§ **EXTRACT**
╔══

- 29. Key Person Life Insurance
A small fortune could be lost by a firm searching for and training a replacement for the
loss of a key person. The loss of the intangible assets of a person could represent a
greater loss to the firm than the destruction of fixed assets by fire or flood.
A key person could be the owner of the business (the estate requiring liquidity); the
financial officer who arranges finances, controls costs, and makes the budgets; the sales
manager who trains the salesmen and
markets the products of the firm; the technician who creates and produces the products.
That loss of a key person could jeopardize the financing, planning, producing, and
marketing of the firm.
Key person insurance coverage will not replace the brains, innovation, and enthusiasm of
your key people. The cash from the plan will maintain your credit standing while a
replacement is found and developed. A
permanent whole life insurance contract provides both the funds in the event of the tragic
loss of the key employee as well as an asset fund to prepare for the replacement of a
retiring executive.
Whether the business is a proprietorship, partnership, or corporation; the business should
insure a key person in the same manner the business insures against the casualty loss of
the assets of the firm.

╚══

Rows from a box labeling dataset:

╔══

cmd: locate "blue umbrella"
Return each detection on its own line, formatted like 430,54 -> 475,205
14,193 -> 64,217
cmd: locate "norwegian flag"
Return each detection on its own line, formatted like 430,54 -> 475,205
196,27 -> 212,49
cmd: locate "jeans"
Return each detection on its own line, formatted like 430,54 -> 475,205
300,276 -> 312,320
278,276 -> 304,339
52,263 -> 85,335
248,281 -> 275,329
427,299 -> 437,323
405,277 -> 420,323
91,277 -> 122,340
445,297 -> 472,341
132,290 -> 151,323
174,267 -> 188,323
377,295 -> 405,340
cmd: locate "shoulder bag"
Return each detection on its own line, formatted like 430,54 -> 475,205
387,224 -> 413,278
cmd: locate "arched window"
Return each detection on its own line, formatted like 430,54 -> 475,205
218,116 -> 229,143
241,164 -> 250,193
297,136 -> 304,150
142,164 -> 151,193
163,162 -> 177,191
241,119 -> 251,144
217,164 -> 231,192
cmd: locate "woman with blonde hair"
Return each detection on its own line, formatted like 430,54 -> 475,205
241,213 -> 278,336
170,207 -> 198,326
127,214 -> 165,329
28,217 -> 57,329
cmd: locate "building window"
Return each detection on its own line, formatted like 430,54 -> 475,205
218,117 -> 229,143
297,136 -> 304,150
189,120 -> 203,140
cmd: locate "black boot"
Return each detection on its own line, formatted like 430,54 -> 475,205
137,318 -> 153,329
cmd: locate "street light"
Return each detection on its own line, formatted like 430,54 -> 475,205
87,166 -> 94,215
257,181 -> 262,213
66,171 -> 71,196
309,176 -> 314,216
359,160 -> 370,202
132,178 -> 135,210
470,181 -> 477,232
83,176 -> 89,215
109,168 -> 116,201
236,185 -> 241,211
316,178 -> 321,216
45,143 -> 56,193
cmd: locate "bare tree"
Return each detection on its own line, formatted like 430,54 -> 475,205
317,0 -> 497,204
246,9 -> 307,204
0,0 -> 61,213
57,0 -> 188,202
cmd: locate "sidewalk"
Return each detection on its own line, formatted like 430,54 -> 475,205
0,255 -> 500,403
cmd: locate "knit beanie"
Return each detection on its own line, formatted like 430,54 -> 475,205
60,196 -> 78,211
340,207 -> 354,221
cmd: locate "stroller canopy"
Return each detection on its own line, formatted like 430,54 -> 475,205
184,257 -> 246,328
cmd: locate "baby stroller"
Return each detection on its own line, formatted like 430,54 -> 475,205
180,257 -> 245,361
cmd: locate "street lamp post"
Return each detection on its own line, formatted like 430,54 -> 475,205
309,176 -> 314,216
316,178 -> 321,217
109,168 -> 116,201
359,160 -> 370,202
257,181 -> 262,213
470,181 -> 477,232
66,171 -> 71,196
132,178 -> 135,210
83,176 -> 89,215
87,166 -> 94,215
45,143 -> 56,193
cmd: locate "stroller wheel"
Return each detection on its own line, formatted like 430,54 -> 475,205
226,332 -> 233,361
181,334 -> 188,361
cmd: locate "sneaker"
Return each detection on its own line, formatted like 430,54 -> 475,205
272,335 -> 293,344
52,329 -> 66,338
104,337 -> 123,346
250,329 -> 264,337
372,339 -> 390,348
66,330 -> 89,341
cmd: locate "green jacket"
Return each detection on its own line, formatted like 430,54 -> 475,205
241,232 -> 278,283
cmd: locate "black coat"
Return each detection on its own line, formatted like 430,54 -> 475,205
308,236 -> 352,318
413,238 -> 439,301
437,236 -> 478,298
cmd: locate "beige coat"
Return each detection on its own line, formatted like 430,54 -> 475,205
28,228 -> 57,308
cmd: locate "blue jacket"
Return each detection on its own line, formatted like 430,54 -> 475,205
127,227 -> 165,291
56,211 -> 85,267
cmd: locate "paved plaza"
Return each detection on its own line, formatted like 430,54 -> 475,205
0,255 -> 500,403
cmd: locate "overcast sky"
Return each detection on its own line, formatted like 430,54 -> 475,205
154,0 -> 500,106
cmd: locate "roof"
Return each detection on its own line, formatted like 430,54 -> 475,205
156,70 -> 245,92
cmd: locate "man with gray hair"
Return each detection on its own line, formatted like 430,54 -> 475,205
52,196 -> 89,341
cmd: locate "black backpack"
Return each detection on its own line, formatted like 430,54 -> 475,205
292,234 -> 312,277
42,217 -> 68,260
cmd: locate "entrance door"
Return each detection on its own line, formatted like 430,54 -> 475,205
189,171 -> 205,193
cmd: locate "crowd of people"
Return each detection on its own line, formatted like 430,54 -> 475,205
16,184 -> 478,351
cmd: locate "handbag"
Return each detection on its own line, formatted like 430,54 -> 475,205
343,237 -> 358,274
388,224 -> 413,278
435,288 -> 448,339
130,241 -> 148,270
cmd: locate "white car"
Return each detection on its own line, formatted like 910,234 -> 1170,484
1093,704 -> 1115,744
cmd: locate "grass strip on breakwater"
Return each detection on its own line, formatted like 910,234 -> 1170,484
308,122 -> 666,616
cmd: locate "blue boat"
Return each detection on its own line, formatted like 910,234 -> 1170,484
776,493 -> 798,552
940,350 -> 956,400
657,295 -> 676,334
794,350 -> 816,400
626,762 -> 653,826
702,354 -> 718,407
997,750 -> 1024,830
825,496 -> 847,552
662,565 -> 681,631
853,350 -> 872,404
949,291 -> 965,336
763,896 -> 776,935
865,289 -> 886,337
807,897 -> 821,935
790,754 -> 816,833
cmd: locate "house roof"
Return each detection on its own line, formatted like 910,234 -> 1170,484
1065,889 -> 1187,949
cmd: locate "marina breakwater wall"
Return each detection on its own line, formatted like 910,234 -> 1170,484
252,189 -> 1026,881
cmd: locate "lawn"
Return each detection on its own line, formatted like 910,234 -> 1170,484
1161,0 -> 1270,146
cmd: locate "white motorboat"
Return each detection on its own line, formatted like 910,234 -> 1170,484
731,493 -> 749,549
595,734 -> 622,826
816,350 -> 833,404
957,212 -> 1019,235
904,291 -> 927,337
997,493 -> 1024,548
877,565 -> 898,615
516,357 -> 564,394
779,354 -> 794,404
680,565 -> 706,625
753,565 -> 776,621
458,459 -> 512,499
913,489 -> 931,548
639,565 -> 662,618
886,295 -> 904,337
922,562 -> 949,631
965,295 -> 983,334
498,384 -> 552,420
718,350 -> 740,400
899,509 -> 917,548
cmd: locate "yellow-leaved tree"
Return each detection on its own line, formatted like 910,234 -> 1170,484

╚══

§ **REQUIRED WORK**
In the key person insurance text, what kind of insurance contract provides both funds after the loss of a key employee and an asset fund for replacing a retiring executive? The records come from a different source than the key person insurance text.

§ **FULL RESPONSE**
A permanent whole life insurance contract.